:: Information supplied ::

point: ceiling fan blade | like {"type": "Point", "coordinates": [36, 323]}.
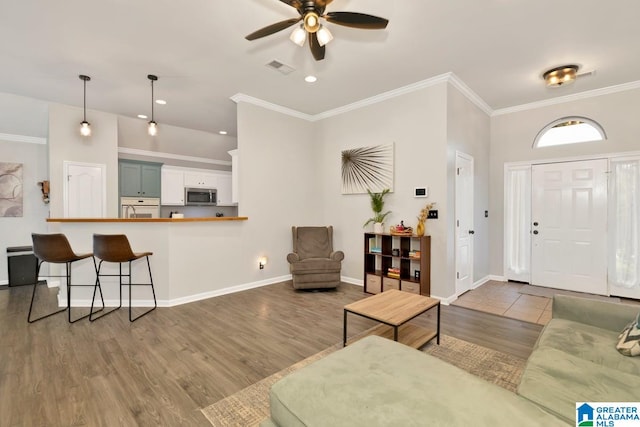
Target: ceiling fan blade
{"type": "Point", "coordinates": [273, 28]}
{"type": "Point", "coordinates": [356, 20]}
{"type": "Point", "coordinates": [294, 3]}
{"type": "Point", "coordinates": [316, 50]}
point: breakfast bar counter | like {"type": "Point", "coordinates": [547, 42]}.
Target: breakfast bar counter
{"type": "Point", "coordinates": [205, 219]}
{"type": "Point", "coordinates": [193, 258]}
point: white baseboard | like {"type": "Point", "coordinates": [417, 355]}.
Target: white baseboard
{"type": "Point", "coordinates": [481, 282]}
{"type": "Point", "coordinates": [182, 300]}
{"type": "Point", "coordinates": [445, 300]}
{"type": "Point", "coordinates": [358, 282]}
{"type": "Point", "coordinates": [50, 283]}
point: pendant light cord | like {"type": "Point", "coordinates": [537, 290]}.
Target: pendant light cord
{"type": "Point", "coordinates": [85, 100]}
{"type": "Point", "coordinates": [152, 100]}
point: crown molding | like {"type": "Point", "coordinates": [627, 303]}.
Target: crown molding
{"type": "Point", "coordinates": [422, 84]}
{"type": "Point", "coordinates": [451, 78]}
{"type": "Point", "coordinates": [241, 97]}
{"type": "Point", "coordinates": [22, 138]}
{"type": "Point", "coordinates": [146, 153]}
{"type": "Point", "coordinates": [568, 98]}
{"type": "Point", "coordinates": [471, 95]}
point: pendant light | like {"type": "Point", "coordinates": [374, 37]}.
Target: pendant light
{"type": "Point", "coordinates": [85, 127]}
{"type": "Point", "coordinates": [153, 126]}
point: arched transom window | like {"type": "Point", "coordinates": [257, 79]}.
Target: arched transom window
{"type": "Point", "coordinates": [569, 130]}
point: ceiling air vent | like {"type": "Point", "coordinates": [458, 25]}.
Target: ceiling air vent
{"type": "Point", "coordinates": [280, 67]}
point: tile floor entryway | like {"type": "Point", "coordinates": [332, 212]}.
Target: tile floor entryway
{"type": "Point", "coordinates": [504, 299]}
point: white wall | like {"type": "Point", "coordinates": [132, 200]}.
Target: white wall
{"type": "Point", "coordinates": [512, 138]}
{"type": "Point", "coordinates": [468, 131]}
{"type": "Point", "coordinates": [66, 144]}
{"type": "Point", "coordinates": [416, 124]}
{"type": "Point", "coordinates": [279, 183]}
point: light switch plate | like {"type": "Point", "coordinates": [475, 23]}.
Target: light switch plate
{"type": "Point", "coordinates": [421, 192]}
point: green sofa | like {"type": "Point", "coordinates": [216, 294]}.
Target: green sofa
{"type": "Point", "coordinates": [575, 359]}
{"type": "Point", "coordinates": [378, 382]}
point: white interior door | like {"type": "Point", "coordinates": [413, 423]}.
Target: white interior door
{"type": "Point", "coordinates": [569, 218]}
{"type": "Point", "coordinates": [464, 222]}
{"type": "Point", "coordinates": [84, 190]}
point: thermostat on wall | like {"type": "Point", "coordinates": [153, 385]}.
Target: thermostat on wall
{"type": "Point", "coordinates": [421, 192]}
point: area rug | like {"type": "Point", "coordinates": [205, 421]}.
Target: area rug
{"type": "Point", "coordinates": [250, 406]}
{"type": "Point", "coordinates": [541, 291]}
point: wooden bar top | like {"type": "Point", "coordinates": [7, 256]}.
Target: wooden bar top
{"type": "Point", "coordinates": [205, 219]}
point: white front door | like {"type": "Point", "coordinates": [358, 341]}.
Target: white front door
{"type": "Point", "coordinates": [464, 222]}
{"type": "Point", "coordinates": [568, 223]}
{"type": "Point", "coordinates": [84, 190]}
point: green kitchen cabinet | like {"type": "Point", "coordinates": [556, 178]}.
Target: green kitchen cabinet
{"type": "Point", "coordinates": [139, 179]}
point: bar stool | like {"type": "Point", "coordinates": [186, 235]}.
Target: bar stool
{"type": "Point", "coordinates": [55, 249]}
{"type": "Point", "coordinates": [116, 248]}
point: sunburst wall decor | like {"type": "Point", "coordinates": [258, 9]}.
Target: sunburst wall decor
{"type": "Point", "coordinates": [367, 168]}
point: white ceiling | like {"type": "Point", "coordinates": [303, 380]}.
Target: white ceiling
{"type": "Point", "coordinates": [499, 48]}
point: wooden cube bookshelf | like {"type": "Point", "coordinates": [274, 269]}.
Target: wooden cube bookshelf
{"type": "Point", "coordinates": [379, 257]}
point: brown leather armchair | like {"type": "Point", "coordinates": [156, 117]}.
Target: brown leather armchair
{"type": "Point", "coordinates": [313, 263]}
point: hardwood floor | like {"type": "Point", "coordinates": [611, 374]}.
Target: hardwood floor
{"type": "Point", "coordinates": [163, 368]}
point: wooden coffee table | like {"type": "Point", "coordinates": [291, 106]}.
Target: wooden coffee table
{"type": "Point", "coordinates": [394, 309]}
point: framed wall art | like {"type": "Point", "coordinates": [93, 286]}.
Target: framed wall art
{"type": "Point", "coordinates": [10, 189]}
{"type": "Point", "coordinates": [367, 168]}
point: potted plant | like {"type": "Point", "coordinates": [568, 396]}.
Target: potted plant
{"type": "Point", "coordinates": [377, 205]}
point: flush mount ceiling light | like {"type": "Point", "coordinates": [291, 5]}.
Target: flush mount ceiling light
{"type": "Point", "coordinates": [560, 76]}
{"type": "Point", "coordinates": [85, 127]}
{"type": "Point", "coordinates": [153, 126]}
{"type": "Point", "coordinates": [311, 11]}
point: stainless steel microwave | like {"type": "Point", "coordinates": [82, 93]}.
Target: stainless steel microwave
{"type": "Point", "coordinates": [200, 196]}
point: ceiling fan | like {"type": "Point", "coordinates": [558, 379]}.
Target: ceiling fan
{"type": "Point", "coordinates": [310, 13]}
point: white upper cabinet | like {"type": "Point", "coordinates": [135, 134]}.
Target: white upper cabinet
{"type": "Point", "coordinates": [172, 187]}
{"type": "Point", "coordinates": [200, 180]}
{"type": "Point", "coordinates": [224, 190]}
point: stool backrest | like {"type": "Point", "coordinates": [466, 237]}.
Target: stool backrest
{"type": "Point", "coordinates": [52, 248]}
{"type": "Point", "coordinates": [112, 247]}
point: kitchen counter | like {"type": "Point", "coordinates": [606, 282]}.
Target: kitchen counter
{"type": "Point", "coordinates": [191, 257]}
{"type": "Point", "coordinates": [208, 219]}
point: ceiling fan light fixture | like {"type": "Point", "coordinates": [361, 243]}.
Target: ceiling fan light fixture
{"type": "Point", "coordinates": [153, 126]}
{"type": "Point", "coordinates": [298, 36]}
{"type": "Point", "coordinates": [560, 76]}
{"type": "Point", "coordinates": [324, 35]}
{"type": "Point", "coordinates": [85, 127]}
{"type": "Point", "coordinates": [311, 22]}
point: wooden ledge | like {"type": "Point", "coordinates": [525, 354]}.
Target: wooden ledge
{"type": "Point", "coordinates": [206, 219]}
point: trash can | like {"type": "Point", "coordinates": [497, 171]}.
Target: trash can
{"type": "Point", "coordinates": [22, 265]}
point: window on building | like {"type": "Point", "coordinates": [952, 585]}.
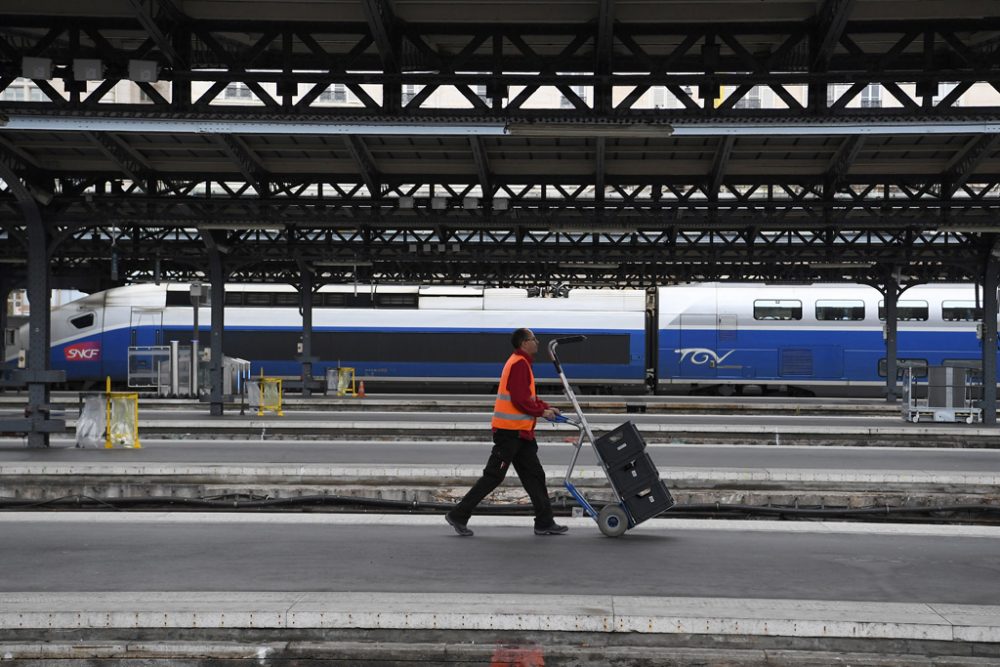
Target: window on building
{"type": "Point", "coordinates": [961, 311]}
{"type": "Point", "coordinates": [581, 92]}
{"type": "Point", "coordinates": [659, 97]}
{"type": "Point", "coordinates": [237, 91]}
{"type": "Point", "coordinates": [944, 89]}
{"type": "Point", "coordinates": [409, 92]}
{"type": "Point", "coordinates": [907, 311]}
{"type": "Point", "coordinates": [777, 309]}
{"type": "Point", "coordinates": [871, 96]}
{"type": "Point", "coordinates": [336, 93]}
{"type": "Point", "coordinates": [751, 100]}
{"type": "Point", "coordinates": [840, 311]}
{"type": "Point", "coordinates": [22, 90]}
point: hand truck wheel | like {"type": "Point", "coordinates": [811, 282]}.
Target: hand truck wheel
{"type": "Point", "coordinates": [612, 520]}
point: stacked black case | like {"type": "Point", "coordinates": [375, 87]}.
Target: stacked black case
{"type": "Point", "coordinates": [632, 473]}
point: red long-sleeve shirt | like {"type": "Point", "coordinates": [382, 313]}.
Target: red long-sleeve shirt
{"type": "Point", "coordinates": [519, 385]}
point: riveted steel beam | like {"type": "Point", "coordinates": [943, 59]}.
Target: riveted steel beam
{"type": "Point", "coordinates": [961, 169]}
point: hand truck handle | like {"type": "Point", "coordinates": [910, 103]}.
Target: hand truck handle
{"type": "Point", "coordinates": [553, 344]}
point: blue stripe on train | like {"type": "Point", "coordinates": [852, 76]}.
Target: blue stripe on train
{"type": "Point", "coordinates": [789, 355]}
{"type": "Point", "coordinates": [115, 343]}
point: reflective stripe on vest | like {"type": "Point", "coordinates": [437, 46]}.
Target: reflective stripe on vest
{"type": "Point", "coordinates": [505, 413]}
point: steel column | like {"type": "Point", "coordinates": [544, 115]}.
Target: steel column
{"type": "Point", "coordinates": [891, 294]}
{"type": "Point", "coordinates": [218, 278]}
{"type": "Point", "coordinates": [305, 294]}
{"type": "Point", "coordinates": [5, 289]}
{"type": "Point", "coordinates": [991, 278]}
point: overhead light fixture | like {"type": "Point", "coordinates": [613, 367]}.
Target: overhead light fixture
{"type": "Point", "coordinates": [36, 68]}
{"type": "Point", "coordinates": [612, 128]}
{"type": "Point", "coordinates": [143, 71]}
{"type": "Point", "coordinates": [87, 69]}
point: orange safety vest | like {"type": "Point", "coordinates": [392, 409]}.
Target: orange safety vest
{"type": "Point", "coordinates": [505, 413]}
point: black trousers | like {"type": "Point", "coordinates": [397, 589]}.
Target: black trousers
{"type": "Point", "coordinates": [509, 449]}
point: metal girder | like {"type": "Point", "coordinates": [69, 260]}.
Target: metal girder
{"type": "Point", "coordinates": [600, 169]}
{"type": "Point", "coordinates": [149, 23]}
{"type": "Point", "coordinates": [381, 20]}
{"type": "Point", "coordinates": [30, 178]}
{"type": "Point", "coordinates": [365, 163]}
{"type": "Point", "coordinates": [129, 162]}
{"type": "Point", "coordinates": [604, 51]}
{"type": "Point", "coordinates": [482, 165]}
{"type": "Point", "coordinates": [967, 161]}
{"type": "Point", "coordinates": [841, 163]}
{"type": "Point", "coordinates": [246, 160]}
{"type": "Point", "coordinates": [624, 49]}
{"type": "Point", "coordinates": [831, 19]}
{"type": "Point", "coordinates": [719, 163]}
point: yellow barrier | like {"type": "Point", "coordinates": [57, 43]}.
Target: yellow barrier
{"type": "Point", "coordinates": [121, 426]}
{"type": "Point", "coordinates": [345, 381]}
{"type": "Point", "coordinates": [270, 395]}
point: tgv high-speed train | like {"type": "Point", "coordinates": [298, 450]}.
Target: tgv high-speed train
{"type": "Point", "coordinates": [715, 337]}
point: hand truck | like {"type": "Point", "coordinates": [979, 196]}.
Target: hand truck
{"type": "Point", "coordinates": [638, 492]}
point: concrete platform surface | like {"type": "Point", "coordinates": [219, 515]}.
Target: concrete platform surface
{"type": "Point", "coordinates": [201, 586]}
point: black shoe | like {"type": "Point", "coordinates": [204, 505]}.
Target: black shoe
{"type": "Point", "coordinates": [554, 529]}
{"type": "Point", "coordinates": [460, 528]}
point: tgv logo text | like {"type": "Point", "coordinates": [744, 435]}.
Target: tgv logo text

:::

#### [What is needed]
Write the number of data lines with "logo", nothing else.

#### [Solution for this exercise]
2